• **Aim of the task**
Reproduce exactly the lines from the one containing "Place one keypoint on each instance of the leafy" through the last line of the records below, both included, and nothing else.

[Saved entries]

◆ ◆ ◆

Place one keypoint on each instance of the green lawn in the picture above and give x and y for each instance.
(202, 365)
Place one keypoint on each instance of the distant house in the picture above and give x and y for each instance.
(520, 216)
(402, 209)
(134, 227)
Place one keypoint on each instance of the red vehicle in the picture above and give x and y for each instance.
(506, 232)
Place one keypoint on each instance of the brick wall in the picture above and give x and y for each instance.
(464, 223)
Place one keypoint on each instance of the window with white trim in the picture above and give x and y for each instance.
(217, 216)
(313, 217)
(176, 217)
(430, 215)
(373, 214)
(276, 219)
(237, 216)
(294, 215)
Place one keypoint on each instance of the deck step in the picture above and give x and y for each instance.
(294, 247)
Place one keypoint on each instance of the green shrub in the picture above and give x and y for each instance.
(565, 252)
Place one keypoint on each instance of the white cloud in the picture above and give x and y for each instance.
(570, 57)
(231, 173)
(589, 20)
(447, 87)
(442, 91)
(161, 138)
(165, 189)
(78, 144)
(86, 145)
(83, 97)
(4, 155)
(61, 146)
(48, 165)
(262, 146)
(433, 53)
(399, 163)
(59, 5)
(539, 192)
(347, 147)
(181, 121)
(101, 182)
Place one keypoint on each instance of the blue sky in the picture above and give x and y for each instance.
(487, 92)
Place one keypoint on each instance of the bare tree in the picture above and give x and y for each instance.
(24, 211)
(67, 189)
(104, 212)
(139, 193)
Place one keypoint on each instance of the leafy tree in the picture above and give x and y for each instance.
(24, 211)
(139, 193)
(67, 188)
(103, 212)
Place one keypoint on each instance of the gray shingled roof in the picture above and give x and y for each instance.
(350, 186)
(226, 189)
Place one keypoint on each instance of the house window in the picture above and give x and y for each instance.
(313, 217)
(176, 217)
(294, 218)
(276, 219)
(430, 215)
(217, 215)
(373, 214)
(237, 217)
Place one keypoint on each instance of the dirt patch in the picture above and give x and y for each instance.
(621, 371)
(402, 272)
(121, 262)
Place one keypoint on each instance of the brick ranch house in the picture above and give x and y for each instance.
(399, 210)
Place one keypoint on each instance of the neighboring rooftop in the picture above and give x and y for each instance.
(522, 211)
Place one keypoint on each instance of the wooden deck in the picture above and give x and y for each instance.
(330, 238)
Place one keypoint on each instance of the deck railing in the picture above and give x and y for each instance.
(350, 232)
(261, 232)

◆ ◆ ◆

• **Solution for this problem**
Place one keypoint on each instance of the leafy tree in the picture above and give x and y for each instance.
(24, 211)
(139, 193)
(67, 188)
(103, 212)
Place one keypoint on each instance of the gray shingled roof in the picture above and give x and y for each instance.
(350, 186)
(226, 189)
Place one keypoint on each instance of the house window in the picture above and give x and y for each instance.
(313, 217)
(176, 217)
(294, 218)
(276, 219)
(430, 215)
(217, 215)
(373, 214)
(237, 217)
Place one keypoint on each instance of the dirt patch in the picture above and give x and y for each instance.
(621, 371)
(402, 272)
(121, 262)
Place one keypoint on each instance of the brick ranch house in the picture above and give x and y for each instance.
(399, 210)
Place one keypoint on each instance of the neighboring rooftop in the picture above and give x and y for each instance.
(522, 211)
Place one keypoint on each instance of the wooden deck in the picture above and give x and y for each instance.
(330, 238)
Place one keypoint on each instance of the deck railing in the picture above and give x and y for each instance.
(350, 232)
(261, 232)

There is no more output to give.